__Zu lösende Aufgabe__. Gib aus dem Kommentar zur syrischen Präsidentschaftswahl den Teil wortgetreu wieder, der mit den Worten „Kommentar Von“ beginnt und mit „in die Urne.“ schließt.

__Dokumentauszug__.
* * *
Bashar al-Assad lässt sich in einer manipulierten Wahl als syrischer Präsident bestätigen

No Future mit Assad

Der syrische Präsident Bashar al-Assad hat sich in manipulierten Wahlen im Amt bestätigen lassen.
Kommentar Von

Das Szenario ist bitterböse, doch die syrische Präsidentschaftswahl, bei der Bashar al-Assad sich mit offiziell 95,1 Prozent der Stimmen hat wiederwählen lassen, konnte auch mit zahlreichen Monty-Python-Momenten aufwarten. Da gab es übereifrige Fans des Präsidenten, die sich gleich mehrfach vor verschiedenen Wahlurnen bei der Stimmabgabe ablichten ließen, manchmal sogar in verändertem Outfit. Ein bulliger Milizführer ritzte sich die Brust und tränkte den Wahlzettel an der richtigen Stelle mit seinem Blut. In einem vorbildlichen Wahllokal hielt eine Handykamera fest, wie ein Wahlleiter seine stressige Arbeit aufopfernd erfüllte: Zwischen Kontrolle des Personalausweises und Ausgabe der Wahlunterlagen vergaß er nicht, den Wahlzettel jeweils selbst sorgfältig auszufüllen. Meist warf er den Zettel auch gleich selbst in die Urne.
* * *
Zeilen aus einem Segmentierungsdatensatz
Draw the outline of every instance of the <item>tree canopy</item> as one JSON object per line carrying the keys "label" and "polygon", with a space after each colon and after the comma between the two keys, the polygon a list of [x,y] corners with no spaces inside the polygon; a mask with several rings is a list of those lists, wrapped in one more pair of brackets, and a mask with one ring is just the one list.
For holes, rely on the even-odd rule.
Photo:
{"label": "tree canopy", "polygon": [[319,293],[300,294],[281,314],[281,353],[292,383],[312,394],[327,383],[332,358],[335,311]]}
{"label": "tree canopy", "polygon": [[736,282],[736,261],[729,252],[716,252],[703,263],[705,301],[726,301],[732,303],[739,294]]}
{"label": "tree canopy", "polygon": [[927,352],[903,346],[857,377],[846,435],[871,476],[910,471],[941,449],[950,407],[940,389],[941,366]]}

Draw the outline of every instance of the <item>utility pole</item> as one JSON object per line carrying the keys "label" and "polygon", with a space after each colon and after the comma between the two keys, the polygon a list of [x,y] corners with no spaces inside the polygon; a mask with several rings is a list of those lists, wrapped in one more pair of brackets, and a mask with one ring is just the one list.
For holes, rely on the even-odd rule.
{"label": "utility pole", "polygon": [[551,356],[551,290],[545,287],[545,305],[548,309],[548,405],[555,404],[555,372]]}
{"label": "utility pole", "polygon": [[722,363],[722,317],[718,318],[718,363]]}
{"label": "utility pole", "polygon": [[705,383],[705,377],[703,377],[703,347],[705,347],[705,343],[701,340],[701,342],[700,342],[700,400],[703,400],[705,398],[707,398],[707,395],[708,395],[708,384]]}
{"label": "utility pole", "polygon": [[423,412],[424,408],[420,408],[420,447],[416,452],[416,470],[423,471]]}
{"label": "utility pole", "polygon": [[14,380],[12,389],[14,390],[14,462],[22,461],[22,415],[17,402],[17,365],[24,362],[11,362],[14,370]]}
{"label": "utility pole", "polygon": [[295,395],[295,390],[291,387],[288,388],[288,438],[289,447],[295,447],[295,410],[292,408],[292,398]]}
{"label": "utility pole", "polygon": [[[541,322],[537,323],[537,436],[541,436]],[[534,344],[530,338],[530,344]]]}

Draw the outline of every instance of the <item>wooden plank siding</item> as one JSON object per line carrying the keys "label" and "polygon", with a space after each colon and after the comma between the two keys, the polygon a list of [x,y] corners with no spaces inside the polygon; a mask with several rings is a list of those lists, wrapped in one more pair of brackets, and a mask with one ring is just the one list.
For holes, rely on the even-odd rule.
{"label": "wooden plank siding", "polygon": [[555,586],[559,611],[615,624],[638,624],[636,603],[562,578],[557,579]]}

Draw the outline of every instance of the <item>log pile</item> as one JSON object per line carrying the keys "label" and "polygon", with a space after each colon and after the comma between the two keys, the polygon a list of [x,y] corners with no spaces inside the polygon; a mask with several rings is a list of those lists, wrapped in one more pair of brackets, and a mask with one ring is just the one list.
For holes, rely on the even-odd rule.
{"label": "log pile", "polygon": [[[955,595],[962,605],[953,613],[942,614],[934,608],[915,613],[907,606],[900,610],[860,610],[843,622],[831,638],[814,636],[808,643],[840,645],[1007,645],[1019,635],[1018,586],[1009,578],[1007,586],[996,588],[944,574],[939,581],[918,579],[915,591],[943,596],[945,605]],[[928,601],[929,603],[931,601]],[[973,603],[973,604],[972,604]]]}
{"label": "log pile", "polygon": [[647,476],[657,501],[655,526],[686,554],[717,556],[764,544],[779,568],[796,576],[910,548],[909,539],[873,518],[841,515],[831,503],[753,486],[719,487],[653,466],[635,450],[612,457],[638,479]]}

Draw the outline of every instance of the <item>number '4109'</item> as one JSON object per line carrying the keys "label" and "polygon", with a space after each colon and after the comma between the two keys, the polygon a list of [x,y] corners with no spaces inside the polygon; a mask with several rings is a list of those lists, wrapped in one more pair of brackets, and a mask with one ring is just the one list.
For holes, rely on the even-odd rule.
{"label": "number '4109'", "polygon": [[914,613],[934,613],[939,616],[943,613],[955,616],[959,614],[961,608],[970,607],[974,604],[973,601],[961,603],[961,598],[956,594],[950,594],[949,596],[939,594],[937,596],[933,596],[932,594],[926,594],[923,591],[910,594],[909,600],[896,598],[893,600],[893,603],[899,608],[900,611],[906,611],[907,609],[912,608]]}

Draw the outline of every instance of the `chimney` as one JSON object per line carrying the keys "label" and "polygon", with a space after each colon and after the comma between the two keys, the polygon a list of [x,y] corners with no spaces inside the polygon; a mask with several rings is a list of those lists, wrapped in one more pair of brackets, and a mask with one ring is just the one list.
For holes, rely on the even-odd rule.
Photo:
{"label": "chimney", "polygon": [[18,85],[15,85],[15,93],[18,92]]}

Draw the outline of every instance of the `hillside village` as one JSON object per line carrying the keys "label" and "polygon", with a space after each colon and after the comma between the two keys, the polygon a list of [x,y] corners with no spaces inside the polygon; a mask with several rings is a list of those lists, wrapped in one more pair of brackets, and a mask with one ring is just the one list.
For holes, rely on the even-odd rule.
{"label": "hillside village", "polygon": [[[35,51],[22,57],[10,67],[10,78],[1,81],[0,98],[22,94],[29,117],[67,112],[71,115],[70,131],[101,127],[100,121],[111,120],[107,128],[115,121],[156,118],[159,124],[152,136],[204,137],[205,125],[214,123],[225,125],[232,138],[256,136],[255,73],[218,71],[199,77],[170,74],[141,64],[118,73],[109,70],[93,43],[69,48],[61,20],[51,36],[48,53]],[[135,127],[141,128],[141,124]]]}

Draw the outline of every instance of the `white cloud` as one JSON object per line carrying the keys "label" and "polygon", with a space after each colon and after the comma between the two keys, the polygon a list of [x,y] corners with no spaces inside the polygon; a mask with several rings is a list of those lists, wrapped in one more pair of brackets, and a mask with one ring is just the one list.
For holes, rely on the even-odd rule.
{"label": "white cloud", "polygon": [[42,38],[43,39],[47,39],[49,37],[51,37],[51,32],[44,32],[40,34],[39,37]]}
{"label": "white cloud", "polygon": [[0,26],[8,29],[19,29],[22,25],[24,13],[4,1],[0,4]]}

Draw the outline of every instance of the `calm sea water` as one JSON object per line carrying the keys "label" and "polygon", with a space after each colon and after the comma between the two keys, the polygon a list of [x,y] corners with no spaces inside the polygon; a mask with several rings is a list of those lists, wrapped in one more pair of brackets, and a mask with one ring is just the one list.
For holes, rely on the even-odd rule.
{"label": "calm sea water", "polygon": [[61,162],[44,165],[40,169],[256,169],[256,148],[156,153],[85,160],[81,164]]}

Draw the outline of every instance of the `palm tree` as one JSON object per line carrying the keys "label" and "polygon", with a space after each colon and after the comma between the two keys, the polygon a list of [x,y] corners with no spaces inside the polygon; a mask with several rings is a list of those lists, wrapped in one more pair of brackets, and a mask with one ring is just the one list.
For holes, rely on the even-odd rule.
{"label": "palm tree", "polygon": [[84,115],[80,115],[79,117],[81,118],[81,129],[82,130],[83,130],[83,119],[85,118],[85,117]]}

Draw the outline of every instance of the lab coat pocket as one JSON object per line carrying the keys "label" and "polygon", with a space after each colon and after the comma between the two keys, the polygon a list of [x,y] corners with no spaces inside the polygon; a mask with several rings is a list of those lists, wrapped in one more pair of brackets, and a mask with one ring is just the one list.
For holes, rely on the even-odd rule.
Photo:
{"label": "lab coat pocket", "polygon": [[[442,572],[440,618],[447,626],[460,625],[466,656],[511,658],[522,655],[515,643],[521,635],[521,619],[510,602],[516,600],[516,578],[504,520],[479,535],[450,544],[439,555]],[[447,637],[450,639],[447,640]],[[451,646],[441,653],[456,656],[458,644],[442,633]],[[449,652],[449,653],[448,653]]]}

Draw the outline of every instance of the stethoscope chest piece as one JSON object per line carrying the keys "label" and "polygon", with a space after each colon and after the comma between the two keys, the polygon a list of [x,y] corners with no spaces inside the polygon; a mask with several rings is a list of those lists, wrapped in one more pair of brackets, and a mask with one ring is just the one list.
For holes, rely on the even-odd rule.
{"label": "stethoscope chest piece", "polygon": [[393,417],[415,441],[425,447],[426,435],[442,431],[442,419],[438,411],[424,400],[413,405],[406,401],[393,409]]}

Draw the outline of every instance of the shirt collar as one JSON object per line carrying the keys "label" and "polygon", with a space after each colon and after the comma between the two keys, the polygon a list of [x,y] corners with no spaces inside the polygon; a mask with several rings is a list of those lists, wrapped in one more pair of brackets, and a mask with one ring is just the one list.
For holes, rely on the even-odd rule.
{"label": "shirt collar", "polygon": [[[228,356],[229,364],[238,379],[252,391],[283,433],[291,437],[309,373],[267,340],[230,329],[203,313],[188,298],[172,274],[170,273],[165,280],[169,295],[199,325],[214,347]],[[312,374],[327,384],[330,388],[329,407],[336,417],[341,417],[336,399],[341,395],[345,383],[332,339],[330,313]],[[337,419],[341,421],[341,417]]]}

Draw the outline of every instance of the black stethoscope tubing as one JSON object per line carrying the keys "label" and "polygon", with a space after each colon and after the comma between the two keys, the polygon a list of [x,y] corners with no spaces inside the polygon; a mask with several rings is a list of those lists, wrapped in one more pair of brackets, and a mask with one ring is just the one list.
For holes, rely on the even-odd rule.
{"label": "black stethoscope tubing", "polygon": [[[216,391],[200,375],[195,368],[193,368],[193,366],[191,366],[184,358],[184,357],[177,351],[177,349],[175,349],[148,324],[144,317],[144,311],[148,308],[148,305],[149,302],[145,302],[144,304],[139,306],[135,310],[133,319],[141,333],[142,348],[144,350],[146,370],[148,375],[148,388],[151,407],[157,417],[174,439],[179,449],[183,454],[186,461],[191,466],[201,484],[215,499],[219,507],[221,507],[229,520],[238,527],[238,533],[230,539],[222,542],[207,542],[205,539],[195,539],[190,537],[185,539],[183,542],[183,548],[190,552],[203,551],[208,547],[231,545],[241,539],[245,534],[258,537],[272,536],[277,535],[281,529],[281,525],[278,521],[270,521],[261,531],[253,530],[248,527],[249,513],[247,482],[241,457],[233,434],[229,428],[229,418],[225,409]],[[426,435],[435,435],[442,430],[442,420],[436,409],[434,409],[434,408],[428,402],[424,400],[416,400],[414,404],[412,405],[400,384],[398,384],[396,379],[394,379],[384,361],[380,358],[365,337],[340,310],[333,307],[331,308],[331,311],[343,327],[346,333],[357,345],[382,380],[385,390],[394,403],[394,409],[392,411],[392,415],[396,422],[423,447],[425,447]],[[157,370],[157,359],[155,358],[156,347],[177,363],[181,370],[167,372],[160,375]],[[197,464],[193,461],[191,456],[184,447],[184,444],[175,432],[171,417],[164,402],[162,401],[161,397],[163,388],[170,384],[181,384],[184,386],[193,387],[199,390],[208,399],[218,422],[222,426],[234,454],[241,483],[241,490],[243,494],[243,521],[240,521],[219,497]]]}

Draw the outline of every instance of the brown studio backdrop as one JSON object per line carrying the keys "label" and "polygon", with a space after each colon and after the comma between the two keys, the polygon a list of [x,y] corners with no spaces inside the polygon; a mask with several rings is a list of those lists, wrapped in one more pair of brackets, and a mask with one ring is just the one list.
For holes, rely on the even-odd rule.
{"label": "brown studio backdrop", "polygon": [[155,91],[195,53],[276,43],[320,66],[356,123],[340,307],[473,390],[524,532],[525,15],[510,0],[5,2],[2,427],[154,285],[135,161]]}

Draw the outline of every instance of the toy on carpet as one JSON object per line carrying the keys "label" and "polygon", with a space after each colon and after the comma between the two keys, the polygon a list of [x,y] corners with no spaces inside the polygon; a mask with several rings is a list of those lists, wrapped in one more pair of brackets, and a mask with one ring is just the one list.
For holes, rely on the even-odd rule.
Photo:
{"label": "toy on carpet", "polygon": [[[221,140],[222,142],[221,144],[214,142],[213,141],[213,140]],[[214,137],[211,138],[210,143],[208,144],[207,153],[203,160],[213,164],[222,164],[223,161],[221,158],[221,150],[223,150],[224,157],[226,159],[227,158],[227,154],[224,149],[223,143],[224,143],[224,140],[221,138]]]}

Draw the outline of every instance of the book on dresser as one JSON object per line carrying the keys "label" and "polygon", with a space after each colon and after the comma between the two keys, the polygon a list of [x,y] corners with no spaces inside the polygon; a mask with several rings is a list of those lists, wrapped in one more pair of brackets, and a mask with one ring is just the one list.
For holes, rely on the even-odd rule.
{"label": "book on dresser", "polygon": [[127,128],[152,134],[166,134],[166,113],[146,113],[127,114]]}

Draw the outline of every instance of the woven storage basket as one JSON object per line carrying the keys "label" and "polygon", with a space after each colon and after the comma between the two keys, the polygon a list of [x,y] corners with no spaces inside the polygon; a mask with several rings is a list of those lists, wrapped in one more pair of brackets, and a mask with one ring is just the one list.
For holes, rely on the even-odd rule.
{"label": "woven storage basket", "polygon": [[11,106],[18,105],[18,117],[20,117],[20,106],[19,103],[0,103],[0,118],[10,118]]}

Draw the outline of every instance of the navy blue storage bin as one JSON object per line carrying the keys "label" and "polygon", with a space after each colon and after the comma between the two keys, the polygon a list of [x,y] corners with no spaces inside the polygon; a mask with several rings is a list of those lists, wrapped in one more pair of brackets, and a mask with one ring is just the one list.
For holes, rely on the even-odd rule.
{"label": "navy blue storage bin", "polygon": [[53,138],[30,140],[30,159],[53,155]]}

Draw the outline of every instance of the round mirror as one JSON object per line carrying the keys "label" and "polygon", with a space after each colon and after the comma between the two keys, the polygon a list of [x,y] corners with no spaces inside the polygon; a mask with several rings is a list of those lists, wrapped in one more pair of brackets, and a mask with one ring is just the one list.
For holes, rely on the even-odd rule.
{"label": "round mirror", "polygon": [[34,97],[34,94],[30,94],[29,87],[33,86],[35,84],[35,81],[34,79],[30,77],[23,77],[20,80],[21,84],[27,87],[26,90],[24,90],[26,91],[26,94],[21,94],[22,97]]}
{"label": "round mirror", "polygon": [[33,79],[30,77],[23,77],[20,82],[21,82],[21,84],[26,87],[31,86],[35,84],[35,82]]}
* * *
__Schriftliche Lösung__.
Kommentar Von

Das Szenario ist bitterböse, doch die syrische Präsidentschaftswahl, bei der Bashar al-Assad sich mit offiziell 95,1 Prozent der Stimmen hat wiederwählen lassen, konnte auch mit zahlreichen Monty-Python-Momenten aufwarten. Da gab es übereifrige Fans des Präsidenten, die sich gleich mehrfach vor verschiedenen Wahlurnen bei der Stimmabgabe ablichten ließen, manchmal sogar in verändertem Outfit. Ein bulliger Milizführer ritzte sich die Brust und tränkte den Wahlzettel an der richtigen Stelle mit seinem Blut. In einem vorbildlichen Wahllokal hielt eine Handykamera fest, wie ein Wahlleiter seine stressige Arbeit aufopfernd erfüllte: Zwischen Kontrolle des Personalausweises und Ausgabe der Wahlunterlagen vergaß er nicht, den Wahlzettel jeweils selbst sorgfältig auszufüllen. Meist warf er den Zettel auch gleich selbst in die Urne.